**** Document segment
Efficient removal of contaminants like oil and toxic dyes from water sources is an issue of global importance. Oil spills can be devastating to both the environment and the economy because cleanup is costly and damage to the ecosystem is sometimes irreparable.
Marine oil spills are typically contained and removed using booms and skimmers, or chemicals are dumped into the water to break down the oil and speed up natural biodegradation — processes that can be expensive, time consuming, and not always 100 percent effective.
Toxic dyes — common water pollutants in the textile industry — tend to escape conventional wastewater treatment because of their chemical properties.
To address these problems, NYU Abu Dhabi scientists have come up with a new way to remove toxic contaminants from water they believe could be more efficient and less costly than current methods.
They have developed the first calixarene based superhydrophobic, porous material that repels water and attracts oil and dye kind of like a sponge. They call it CalP.
Dinesh Shetty, lead researcher and chemist at NYUAD, said CalP — a light brown powder — “offers a new way to remove toxins from water sources and can absorb up to seven times its weight of oil from an oil and water mixture.”
The basic material has been around for decades, he explained, but this is the first porous organic calixarene-based polymer synthesized in the lab for the purpose of purifying water.
Ali Trabolsi, NYUAD assistant professor of chemistry, said CalP is able to remove “oil from water so efficiently, in just minutes, because it has several distinct properties:
- it floats, has high surface area, and low density;
- it has pores both from calixarene cavity and hypercrosslinked 3D structure that collect toxins inside;
- the material is superhydrophobic which means it repels water and it has an excellent ability to absorb a range of pollutants.”
Lab experiments were conducted using two types of oil: used engine oil and commercial grade crude oil.
After being placed on top of an oil-water mixture the light brown powder quickly absorbed the oil and turned dark brown. Complete absorption of the oil happened in about five minutes.
Its ability to absorb oil so quickly leads the researchers to believe that this process of removing contaminants from water is potentially more efficient than other similar methods because the results are “significantly higher than most absorbent materials reported to date, including commercial activated carbon.”
********
▸ **Exercise tasks**
1. In the water-cleanup article, rewrite the passage starting with "Toxic dyes —" and going on through "call it CalP.", replacing "NYU Abu Dhabi" with "NYUAD".
2. Answer these questions using the water-cleanup article:
(a) How much oil can CalP absorb from an oil and water mixture, relative to its own weight?
(b) What two types of oil were used in the lab experiments?
(c) About how long did complete absorption of the oil take?
3. Continue the water-cleanup article from its last sentence.
**** Excerpted records
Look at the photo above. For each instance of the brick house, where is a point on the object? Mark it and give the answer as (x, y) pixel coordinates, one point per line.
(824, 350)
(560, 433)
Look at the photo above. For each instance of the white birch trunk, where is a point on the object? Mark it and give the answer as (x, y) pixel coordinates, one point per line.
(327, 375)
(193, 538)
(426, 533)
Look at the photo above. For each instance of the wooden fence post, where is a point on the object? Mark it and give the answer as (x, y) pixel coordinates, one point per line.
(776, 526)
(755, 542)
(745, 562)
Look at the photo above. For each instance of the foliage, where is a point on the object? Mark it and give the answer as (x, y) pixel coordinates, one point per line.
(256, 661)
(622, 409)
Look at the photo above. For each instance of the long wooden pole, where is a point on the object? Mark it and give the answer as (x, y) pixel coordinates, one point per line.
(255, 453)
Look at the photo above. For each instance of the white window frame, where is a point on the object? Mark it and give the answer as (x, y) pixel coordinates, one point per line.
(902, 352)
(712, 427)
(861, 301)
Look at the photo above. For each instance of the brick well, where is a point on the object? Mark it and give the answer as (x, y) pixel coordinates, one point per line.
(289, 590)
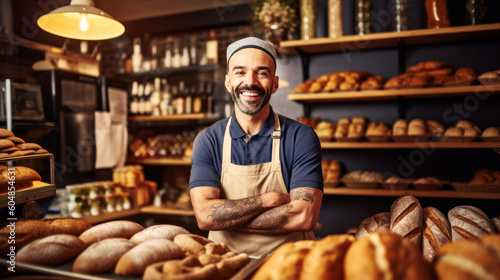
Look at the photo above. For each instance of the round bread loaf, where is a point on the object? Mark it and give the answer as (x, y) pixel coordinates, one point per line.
(113, 229)
(135, 261)
(102, 256)
(158, 232)
(468, 260)
(51, 250)
(385, 255)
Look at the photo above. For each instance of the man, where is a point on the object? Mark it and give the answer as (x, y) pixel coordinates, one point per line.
(256, 179)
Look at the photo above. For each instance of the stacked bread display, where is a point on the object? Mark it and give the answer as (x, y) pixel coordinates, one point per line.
(125, 248)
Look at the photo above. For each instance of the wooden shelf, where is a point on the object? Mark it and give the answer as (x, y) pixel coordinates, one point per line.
(410, 145)
(415, 193)
(387, 94)
(160, 161)
(351, 43)
(38, 191)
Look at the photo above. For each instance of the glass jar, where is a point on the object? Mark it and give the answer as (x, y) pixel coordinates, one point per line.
(335, 26)
(364, 17)
(475, 12)
(308, 19)
(437, 13)
(401, 19)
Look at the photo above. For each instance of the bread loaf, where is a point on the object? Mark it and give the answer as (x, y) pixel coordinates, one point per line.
(135, 261)
(325, 260)
(102, 256)
(385, 255)
(436, 232)
(469, 222)
(469, 260)
(113, 229)
(407, 219)
(158, 232)
(51, 250)
(378, 222)
(30, 230)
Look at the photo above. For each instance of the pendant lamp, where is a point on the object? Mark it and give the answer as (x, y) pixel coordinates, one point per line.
(81, 20)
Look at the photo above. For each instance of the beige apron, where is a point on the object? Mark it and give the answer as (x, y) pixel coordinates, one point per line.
(240, 181)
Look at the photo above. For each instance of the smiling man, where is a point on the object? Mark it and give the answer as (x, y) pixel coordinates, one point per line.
(256, 179)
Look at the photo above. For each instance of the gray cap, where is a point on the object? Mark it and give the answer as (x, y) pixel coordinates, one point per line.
(251, 42)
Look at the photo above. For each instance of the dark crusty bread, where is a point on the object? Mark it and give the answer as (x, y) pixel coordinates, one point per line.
(102, 256)
(385, 255)
(378, 222)
(469, 222)
(135, 261)
(469, 259)
(407, 219)
(158, 232)
(436, 232)
(30, 230)
(51, 250)
(113, 229)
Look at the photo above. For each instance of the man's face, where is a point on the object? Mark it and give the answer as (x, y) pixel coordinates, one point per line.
(251, 80)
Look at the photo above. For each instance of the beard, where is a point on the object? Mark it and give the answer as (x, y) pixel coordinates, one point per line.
(250, 107)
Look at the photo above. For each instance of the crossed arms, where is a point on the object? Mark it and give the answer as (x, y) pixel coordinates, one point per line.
(267, 213)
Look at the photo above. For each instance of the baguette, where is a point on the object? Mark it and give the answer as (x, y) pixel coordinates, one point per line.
(30, 230)
(102, 256)
(469, 222)
(436, 232)
(378, 222)
(51, 250)
(158, 232)
(113, 229)
(407, 219)
(135, 261)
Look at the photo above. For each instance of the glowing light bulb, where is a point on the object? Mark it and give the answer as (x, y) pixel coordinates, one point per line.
(83, 24)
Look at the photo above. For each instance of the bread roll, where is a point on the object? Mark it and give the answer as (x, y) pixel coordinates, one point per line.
(325, 260)
(378, 222)
(158, 232)
(102, 256)
(113, 229)
(30, 230)
(286, 262)
(469, 222)
(436, 232)
(385, 255)
(51, 250)
(135, 261)
(467, 260)
(407, 219)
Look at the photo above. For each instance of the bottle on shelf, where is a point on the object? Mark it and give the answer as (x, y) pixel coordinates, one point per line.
(134, 100)
(212, 49)
(155, 99)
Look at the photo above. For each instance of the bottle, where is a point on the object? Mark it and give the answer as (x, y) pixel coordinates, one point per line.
(212, 49)
(141, 106)
(155, 99)
(180, 101)
(134, 100)
(335, 25)
(437, 13)
(364, 18)
(475, 12)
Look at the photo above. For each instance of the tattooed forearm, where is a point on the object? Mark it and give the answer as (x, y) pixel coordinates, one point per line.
(271, 220)
(300, 194)
(233, 213)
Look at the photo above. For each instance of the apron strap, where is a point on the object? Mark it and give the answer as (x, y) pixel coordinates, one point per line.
(275, 158)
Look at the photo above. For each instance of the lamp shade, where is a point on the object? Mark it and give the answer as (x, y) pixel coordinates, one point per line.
(81, 20)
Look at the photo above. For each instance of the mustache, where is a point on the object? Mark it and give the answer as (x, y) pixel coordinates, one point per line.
(252, 88)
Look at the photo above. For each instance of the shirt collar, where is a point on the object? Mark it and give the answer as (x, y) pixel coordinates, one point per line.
(266, 130)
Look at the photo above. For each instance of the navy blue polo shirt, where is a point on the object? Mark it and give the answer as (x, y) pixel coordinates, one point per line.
(300, 152)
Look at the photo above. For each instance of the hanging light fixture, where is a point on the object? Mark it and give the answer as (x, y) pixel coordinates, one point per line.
(81, 20)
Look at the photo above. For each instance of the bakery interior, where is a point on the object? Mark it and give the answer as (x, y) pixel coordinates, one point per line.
(110, 154)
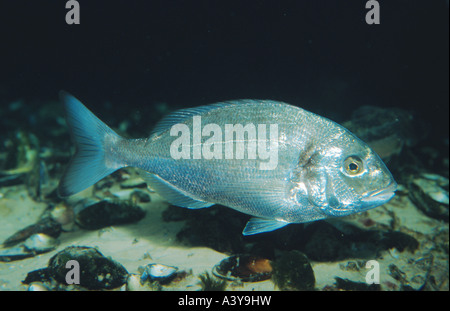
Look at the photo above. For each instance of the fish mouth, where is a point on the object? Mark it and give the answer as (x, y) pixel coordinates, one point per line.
********
▸ **Results for each task**
1.
Toxic dyes — common water pollutants in the textile industry — tend to escape conventional wastewater treatment because of their chemical properties.
To address these problems, NYUAD scientists have come up with a new way to remove toxic contaminants from water they believe could be more efficient and less costly than current methods.
They have developed the first calixarene based superhydrophobic, porous material that repels water and attracts oil and dye kind of like a sponge. They call it CalP.

2.
(a) Up to seven times its weight.
(b) Used engine oil and commercial grade crude oil.
(c) About five minutes.

3.
Further experiments using different types of dyes — anionic and cationic — had the same impressive results and are especially promising because dyes are chemically designed to withstand degradation.
In one test, about 80 percent of toxic dye poured into a glass of water was absorbed within five minutes and the rest was completely gone after just 15 minutes.
Another distinct quality of CalP is that it can be washed and reused to absorb oil products over and over again with the same efficiency, potentially reducing the cost of cleaning large oil spills.
“It’s an important part of our discovery,” said Ilma Jahovic, NYUAD chemistry major and student researcher, “because we found it was very easy to regenerate the material” even after it was soaked in oil or dye. “We did multiple cycles and its efficiency was maintained.”
“Other similar materials can be reused but require cleaning at high temperatures and it’s expensive,” she explained, whereas this material requires only mild washing with diethyl ether, ethanol, or a light acidic solution.
The next step in the research is to improve the absorption efficiency of oil products even further, and find ways to make production cheaper. CalP could also be used to further other areas of petroleum research such as gas separation to make cleaner fuel, added Jahovic.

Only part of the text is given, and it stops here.